# [What is required]
Could you copy, word for word, only the lines from the one containing "rigging line as a single point per instance." through the last line of the records below, both included?

# [Records provided]
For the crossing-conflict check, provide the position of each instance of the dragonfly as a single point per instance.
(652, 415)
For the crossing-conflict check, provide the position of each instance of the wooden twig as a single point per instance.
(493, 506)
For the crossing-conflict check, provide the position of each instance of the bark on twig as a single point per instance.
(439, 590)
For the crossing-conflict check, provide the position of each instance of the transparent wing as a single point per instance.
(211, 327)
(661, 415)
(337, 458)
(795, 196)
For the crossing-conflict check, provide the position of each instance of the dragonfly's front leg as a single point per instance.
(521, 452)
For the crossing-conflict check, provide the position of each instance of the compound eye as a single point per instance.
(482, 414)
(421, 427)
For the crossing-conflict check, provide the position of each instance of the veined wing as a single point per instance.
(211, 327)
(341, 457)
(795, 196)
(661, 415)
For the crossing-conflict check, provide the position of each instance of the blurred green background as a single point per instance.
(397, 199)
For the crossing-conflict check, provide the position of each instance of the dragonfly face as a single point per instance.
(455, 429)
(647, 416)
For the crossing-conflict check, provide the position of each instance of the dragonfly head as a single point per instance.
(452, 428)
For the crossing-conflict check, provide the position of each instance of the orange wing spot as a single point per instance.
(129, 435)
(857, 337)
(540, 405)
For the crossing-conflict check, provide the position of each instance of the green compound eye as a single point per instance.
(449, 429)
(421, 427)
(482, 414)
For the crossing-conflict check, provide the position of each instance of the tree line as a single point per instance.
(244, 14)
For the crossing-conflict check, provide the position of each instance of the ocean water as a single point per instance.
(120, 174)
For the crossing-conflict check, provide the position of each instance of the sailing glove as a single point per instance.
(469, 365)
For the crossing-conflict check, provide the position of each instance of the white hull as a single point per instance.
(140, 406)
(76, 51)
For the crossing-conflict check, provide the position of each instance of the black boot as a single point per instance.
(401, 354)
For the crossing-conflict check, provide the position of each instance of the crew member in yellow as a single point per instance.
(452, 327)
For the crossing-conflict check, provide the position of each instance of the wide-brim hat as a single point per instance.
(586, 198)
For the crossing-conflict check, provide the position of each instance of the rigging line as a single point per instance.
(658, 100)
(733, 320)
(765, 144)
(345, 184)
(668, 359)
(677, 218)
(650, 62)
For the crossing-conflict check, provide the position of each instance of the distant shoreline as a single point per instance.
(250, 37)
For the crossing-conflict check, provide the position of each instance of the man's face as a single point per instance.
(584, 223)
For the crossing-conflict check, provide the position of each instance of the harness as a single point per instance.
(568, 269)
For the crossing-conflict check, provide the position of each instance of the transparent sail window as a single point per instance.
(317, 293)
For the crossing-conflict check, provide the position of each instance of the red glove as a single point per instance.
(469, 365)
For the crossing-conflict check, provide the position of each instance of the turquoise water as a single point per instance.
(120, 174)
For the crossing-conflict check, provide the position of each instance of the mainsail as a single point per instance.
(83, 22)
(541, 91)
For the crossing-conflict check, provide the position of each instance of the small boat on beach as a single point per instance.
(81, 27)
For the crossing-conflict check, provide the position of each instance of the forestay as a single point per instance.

# [Solution to this exercise]
For the crossing-conflict check, provide the position of each instance of the rigging line as a single point per instance.
(658, 100)
(733, 320)
(765, 144)
(345, 184)
(668, 359)
(677, 218)
(650, 62)
For the crossing-conflict check, provide the position of each instance of the distant shoreline as a single point per instance.
(250, 37)
For the crossing-conflict check, provide the position of each instance of the man's face as a single point per instance.
(584, 223)
For the crossing-conflict check, provide the position of each instance of the harness as a single point per instance.
(568, 269)
For the crossing-conflict check, provide the position of each instance of the transparent sail window as a single point per instance.
(317, 293)
For the crossing-conflict check, provide the position of each instance of the red glove as a single point per instance.
(469, 365)
For the crossing-conflict check, provide the position of each instance of the turquoise water as a single point per instance.
(120, 174)
For the crossing-conflict check, provide the position of each instance of the mainsail as a single point per instance.
(83, 22)
(541, 91)
For the crossing-conflict check, provide the position of each instance of the small boat on beach as a single point per instance.
(81, 27)
For the crossing-conflict check, provide the position of each instance of the forestay as a single point per instance.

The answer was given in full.